## [TEXT BLOCK]
○ ○ ○ ○ ○ ○ ○
Why Rising Shipping Costs Could Become Libya’s Next Inflation Shock

Why Rising Shipping Costs Could Become Libya’s Next Inflation Shock

Libya’s next economic shock may not come from oil exports. It may come from the goods that enter the country.

 

That risk now looks more serious. Shipping costs to Libya have risen sharply in recent weeks as war risk, insurance premiums, fuel costs, and route disruption hit trade flows across the wider region. Arabic reporting by Libya Al Ahrar said freight rates for 40 foot containers from China to Libya rose to between $7,800 and $8,300 in early March, up from about $5,050 at the end of last year. The same report said shipping from Asia to the Mediterranean had risen by more than 150 percent, while a wider war could force more vessels to avoid Bab el Mandeb and the Suez Canal and sail around the Cape of Good Hope instead. That detour would add 10 to 15 days to the voyage and lift operating costs by about 30 percent.

 

This matters for Libya because the country imports a large share of what it consumes. Food sits at the center of that picture. The FAO says Libya’s cereal import requirement for the 2025 to 2026 marketing year will likely reach 3.2 million tonnes, with wheat imports alone at 1.5 million tonnes. The FAO also notes that Libya’s capacity to import depends heavily on foreign currency earned from oil exports.

 

That makes Libya unusually exposed to imported inflation. When freight costs jump, local prices do not stay still for long. Importers pay more to move goods. Wholesalers pass on part of that cost. Retailers then push it into final prices. Households feel the result first in food, basic goods, and everyday consumption.

 

The shipping story now sits inside a larger regional disruption. Reuters reported on March 25 that the war in the Gulf had brought shipping in the Gulf to a near standstill after the closure of the Strait of Hormuz. Maersk temporarily suspended cargo bookings to many Gulf ports and imposed emergency bunker fuel surcharges worldwide. Hapag Lloyd said the crisis was adding $40 million to $50 million a week in extra costs through higher fuel bills, insurance premiums, and storage charges. Even if Libya does not rely on the Gulf in the same way as Gulf economies do, it still trades through a shipping market that now prices in conflict, delay, and uncertainty.
○ ○ ○ ○ ○ ○ ○
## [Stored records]
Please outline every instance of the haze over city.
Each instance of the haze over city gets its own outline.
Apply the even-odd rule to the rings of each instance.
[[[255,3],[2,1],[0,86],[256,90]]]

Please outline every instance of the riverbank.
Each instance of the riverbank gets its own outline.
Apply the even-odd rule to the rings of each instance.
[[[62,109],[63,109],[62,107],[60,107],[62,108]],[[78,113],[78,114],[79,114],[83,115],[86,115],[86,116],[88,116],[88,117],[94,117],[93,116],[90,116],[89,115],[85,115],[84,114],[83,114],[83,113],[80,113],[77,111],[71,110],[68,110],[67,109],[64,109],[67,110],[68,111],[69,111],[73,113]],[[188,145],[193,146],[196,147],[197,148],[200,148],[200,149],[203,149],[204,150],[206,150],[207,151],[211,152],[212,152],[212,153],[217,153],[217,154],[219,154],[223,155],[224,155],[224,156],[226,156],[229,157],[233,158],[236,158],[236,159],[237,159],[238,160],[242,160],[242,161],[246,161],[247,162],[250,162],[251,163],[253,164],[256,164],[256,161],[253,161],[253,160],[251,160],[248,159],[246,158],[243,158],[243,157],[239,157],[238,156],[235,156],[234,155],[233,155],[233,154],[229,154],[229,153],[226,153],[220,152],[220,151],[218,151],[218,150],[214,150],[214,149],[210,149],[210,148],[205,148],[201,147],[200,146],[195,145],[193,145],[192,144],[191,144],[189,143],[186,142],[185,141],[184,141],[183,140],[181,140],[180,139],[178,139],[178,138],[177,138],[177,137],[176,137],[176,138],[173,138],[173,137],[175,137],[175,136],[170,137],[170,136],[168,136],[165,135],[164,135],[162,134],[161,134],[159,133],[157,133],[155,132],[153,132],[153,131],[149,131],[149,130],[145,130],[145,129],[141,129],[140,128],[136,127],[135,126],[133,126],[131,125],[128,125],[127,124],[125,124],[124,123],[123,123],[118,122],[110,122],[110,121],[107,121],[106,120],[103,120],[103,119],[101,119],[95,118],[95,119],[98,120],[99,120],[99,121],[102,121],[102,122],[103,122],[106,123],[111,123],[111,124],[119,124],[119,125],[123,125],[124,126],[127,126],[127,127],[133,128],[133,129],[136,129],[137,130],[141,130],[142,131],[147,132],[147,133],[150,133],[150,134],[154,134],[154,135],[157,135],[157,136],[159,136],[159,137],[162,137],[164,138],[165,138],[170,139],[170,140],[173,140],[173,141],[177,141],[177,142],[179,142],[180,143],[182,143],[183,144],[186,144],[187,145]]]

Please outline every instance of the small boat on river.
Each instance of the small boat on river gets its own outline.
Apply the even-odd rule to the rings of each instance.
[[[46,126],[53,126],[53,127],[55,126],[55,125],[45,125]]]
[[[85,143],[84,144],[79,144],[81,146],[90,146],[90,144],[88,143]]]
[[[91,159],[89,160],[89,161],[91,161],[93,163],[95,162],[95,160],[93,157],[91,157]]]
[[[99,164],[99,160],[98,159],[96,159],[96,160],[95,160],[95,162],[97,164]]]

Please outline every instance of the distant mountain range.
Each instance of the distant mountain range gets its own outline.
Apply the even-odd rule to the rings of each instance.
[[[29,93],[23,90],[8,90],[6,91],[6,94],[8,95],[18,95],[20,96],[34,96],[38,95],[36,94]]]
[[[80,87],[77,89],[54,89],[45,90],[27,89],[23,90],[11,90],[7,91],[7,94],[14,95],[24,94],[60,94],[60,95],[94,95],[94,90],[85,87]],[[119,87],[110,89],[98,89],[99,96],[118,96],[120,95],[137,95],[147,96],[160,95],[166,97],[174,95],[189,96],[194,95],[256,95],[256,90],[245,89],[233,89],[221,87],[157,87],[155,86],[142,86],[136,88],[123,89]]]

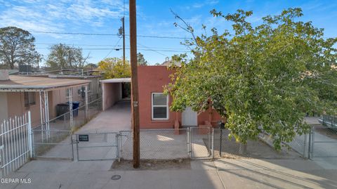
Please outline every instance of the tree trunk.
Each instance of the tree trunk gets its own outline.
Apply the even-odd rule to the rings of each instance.
[[[247,153],[247,144],[240,143],[240,146],[239,148],[239,154],[244,155],[246,153]]]

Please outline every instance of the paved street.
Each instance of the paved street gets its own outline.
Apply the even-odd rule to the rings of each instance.
[[[122,101],[101,112],[77,133],[129,130],[130,108]],[[126,122],[126,120],[127,120]],[[50,152],[62,153],[55,148]],[[113,160],[33,160],[7,176],[30,183],[5,183],[20,188],[336,188],[337,158],[218,159],[192,161],[190,168],[112,171]],[[142,165],[141,165],[142,166]],[[144,166],[144,165],[143,165]],[[121,178],[112,180],[119,175]],[[23,181],[23,180],[22,180]],[[7,180],[8,182],[8,180]]]
[[[324,169],[311,160],[222,159],[192,161],[191,169],[110,171],[112,161],[36,160],[9,178],[31,183],[1,188],[336,188],[336,167]],[[333,169],[332,169],[333,168]],[[114,175],[121,177],[111,179]]]

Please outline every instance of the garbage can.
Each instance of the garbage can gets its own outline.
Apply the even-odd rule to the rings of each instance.
[[[77,116],[79,115],[79,102],[78,101],[74,101],[72,102],[72,115],[74,116]]]
[[[67,104],[69,105],[69,101],[67,102]],[[79,115],[79,102],[78,101],[72,102],[72,116],[77,117]]]
[[[69,104],[67,103],[60,103],[56,105],[56,115],[59,117],[62,115],[64,115],[69,112]],[[60,119],[63,119],[63,117],[60,117]]]

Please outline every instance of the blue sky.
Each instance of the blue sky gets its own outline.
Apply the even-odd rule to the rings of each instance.
[[[128,0],[0,0],[0,27],[15,26],[28,30],[36,38],[37,51],[46,58],[53,44],[64,43],[84,48],[90,53],[90,63],[97,63],[105,57],[121,57],[122,41],[117,36],[43,34],[34,32],[117,34],[125,13],[126,34],[128,32]],[[225,1],[225,0],[138,0],[137,1],[137,32],[138,35],[190,37],[175,27],[176,21],[170,9],[177,13],[201,32],[201,24],[216,27],[219,31],[230,29],[230,23],[209,14],[213,8],[224,13],[237,9],[253,11],[249,18],[259,24],[261,18],[279,13],[289,7],[302,8],[303,21],[312,21],[325,29],[326,37],[337,37],[337,1]],[[124,11],[125,10],[125,11]],[[180,39],[138,37],[138,52],[150,64],[162,63],[166,57],[187,51]],[[126,38],[126,48],[128,48]],[[97,49],[104,48],[104,49]],[[128,57],[128,49],[126,56]]]

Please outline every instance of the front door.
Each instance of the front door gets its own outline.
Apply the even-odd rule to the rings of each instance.
[[[187,107],[185,111],[183,112],[182,115],[182,125],[183,126],[197,126],[198,113],[193,111],[191,107]]]

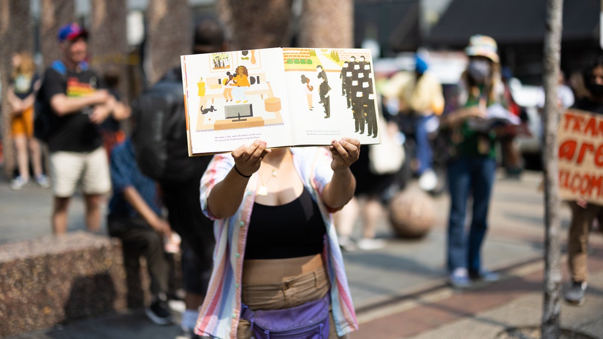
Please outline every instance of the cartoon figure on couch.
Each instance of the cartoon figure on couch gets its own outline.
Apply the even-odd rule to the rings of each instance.
[[[249,73],[247,72],[247,68],[244,66],[239,66],[235,70],[235,75],[233,77],[233,83],[230,86],[235,87],[232,90],[232,95],[236,100],[236,103],[240,103],[243,100],[243,103],[249,101],[247,97],[244,92],[251,86],[249,83]]]

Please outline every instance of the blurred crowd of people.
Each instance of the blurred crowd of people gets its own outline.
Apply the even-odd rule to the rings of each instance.
[[[285,280],[280,279],[294,276],[298,282],[311,274],[320,276],[317,281],[324,285],[307,295],[298,291],[303,296],[302,301],[310,302],[330,296],[329,321],[333,329],[329,337],[346,337],[357,323],[353,309],[350,309],[351,299],[340,250],[370,250],[385,246],[376,235],[377,221],[388,200],[403,189],[411,178],[416,178],[426,192],[435,193],[438,183],[443,189],[447,189],[450,206],[446,266],[450,284],[462,288],[478,280],[498,280],[496,273],[483,266],[481,257],[495,174],[502,166],[508,177],[520,177],[523,166],[516,138],[530,131],[524,107],[514,100],[509,84],[512,74],[500,65],[496,42],[491,37],[479,34],[470,37],[465,49],[467,67],[453,98],[444,97],[441,84],[431,72],[429,55],[423,53],[417,54],[412,71],[400,72],[388,80],[381,93],[381,118],[388,122],[388,128],[395,130],[393,135],[400,131],[406,138],[400,145],[406,150],[406,160],[397,172],[372,172],[370,149],[346,138],[334,141],[330,152],[320,154],[323,162],[314,173],[320,181],[318,187],[306,177],[297,183],[278,177],[296,177],[294,170],[298,164],[292,160],[294,155],[304,159],[318,156],[300,151],[267,150],[260,142],[235,150],[232,157],[219,155],[193,160],[183,154],[180,160],[195,169],[195,175],[190,177],[162,180],[145,175],[145,169],[137,162],[134,141],[120,128],[121,122],[134,116],[131,123],[136,133],[136,115],[116,90],[118,75],[101,76],[86,62],[87,37],[87,32],[76,24],[62,27],[58,32],[61,57],[42,76],[27,52],[13,55],[13,71],[6,98],[10,109],[4,112],[10,117],[17,163],[10,187],[22,189],[32,182],[43,188],[51,187],[51,220],[56,235],[66,232],[69,201],[81,189],[89,230],[98,232],[103,218],[106,218],[109,234],[121,239],[124,256],[136,260],[139,256],[146,258],[153,294],[147,314],[154,323],[172,321],[167,306],[170,297],[167,253],[182,251],[186,293],[186,311],[182,320],[183,337],[223,334],[235,329],[236,326],[233,324],[236,323],[241,333],[248,334],[248,322],[238,312],[242,307],[241,298],[252,309],[297,306],[267,300],[272,297],[269,294],[281,290],[279,284]],[[219,23],[202,22],[195,28],[192,52],[227,51],[227,42]],[[579,91],[567,87],[561,74],[560,107],[575,106],[603,113],[603,59],[586,65],[582,83],[586,89],[581,90],[575,103],[574,93]],[[302,81],[309,83],[303,76]],[[159,84],[161,88],[174,86],[181,90],[179,68],[168,72]],[[541,109],[543,97],[543,93],[538,106]],[[447,100],[456,104],[445,104]],[[309,107],[311,110],[312,108]],[[46,122],[51,126],[43,140],[48,152],[48,168],[42,160],[43,147],[34,134],[34,110],[36,115],[45,115]],[[177,142],[185,150],[186,139]],[[213,166],[213,170],[206,172],[208,166]],[[280,183],[278,187],[285,187],[297,195],[289,197],[268,191],[267,197],[256,201],[254,214],[251,214],[243,209],[241,201],[254,191],[245,188],[247,180],[253,181],[256,176],[261,179],[262,174],[277,178],[274,185]],[[304,173],[306,174],[310,175]],[[107,215],[102,215],[101,207],[109,194]],[[221,204],[212,204],[212,198]],[[289,232],[256,226],[257,229],[252,227],[247,235],[249,223],[276,224],[271,214],[290,218],[283,206],[298,199],[299,208],[312,215],[307,223],[292,224],[292,230],[299,229]],[[585,201],[569,204],[572,212],[568,246],[572,282],[566,299],[579,304],[584,301],[587,287],[587,236],[601,208]],[[268,208],[272,207],[279,208]],[[301,213],[292,211],[292,215]],[[334,224],[331,221],[333,212]],[[362,219],[359,221],[359,216]],[[360,236],[354,239],[354,227],[358,224],[362,229]],[[467,224],[469,227],[466,227]],[[235,224],[241,229],[234,227]],[[315,234],[311,236],[301,232],[303,229],[300,227],[311,227]],[[219,227],[227,229],[228,235],[222,234],[224,229]],[[214,235],[215,230],[220,233]],[[268,233],[275,232],[281,232],[279,234],[288,239],[291,246],[268,250],[267,247],[276,244]],[[242,255],[237,247],[241,244],[239,236],[250,239],[248,256],[244,263],[237,260]],[[324,249],[323,238],[327,244]],[[326,256],[319,255],[323,250]],[[213,261],[212,253],[221,256],[216,257],[219,262]],[[282,267],[282,274],[266,276],[265,261]],[[312,270],[302,268],[308,265],[312,265]],[[327,271],[331,274],[330,280]],[[233,285],[226,286],[225,282]],[[244,292],[240,291],[239,284],[245,288]],[[339,288],[330,288],[333,284],[339,284]],[[250,287],[257,284],[265,289],[258,291]],[[217,295],[207,298],[208,288]],[[261,302],[252,297],[259,298]],[[234,301],[236,298],[238,302]],[[235,313],[229,308],[232,306],[238,308]],[[224,314],[229,315],[228,321],[223,319]],[[218,317],[221,321],[210,324],[212,317]],[[199,334],[194,333],[195,329]]]

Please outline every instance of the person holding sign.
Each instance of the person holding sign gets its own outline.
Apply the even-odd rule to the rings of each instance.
○ ○ ○ ○ ○ ○ ○
## [GOAL]
Repeat word for word the stretch of the Libya shipping-costs article above from "That makes Libya" through "and everyday consumption.".

## [OUTPUT BELOW]
That makes Libya unusually exposed to imported inflation. When freight costs jump, local prices do not stay still for long. Importers pay more to move goods. Wholesalers pass on part of that cost. Retailers then push it into final prices. Households feel the result first in food, basic goods, and everyday consumption.